- EXTRACT -
****************************************
Naval air force atlantic emblem

You know that feeling you have when you lean just a touch too far back in your chair?

It’s like a combination of fear, panic, and a tingly-kind-of-awesome-rush-that-you-won’t-admit-you-kind-of-liked.

So, I have this unique opportunity to get a rare, firsthand look at a US Navy aircraft carrier, as well as interact with the men and women who serve on board. If approved, in the next few days I’ll be participating on an embark aboard the USS George H.W. Bush (CVN 77) under the Commander Naval Air Force Atlantic (CNAL) Distinguished Visitor (DV) program.

According to Wikipedia:

The USS George H.W. Bush is the tenth and final Nimitz-class supercarrier of the United States Navy. She is named for the 41st President of the United States and former Director of Central Intelligence George H. W. Bush, who was a naval aviator during World War II.
****************************************
Segmentation data:
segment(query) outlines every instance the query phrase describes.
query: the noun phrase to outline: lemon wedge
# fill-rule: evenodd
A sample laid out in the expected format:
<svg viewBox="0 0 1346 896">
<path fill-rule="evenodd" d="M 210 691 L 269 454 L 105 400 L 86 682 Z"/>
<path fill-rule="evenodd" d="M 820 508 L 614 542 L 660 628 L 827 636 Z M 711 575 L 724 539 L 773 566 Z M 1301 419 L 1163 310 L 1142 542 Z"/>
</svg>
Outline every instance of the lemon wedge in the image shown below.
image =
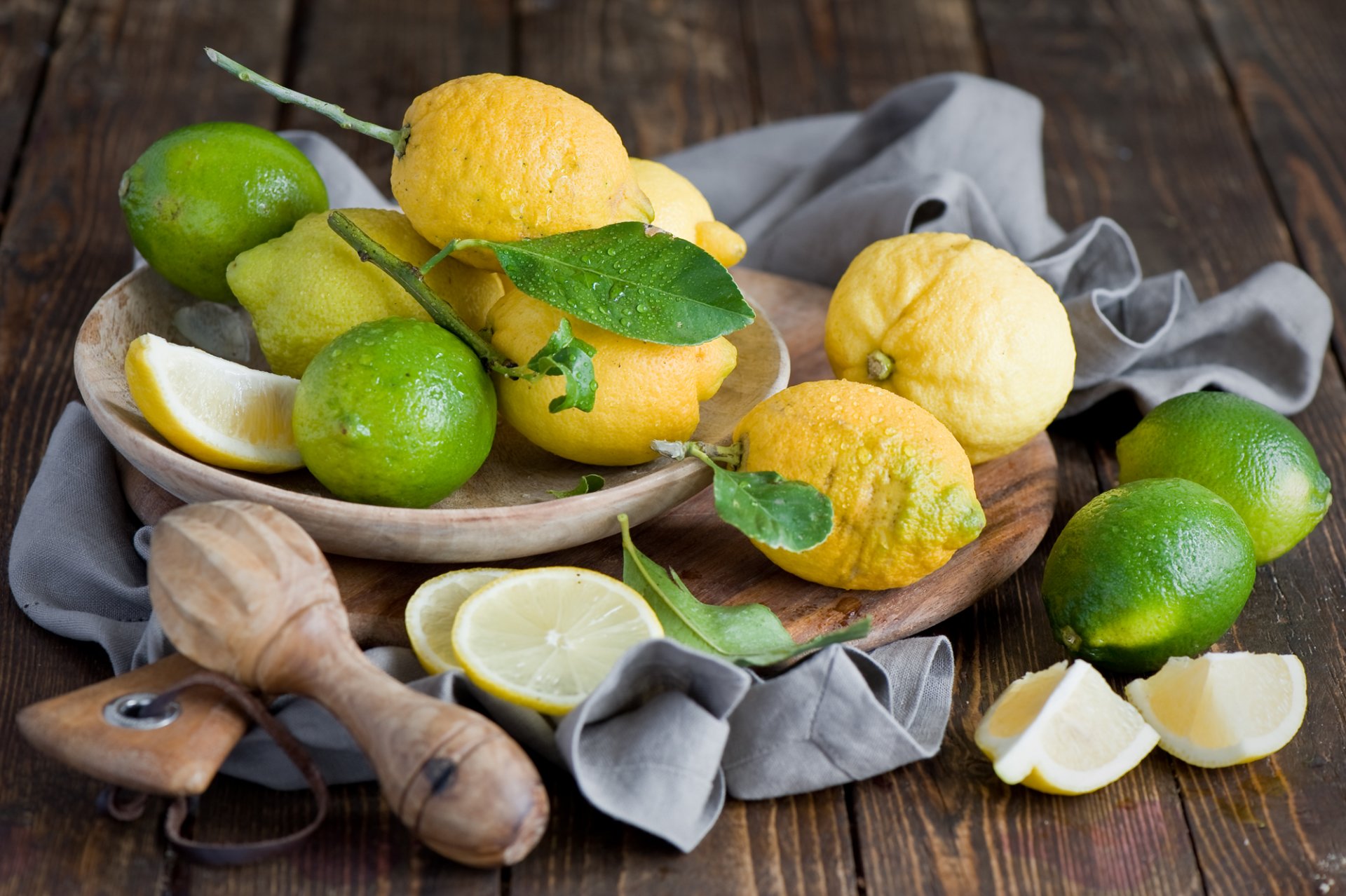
****************************************
- TASK -
Copy the passage of the post about the aircraft carrier visit from "You know that" up to and including "Visitor (DV) program.", swapping "chair" for "seat".

- FINAL RESULT -
You know that feeling you have when you lean just a touch too far back in your seat?

It’s like a combination of fear, panic, and a tingly-kind-of-awesome-rush-that-you-won’t-admit-you-kind-of-liked.

So, I have this unique opportunity to get a rare, firsthand look at a US Navy aircraft carrier, as well as interact with the men and women who serve on board. If approved, in the next few days I’ll be participating on an embark aboard the USS George H.W. Bush (CVN 77) under the Commander Naval Air Force Atlantic (CNAL) Distinguished Visitor (DV) program.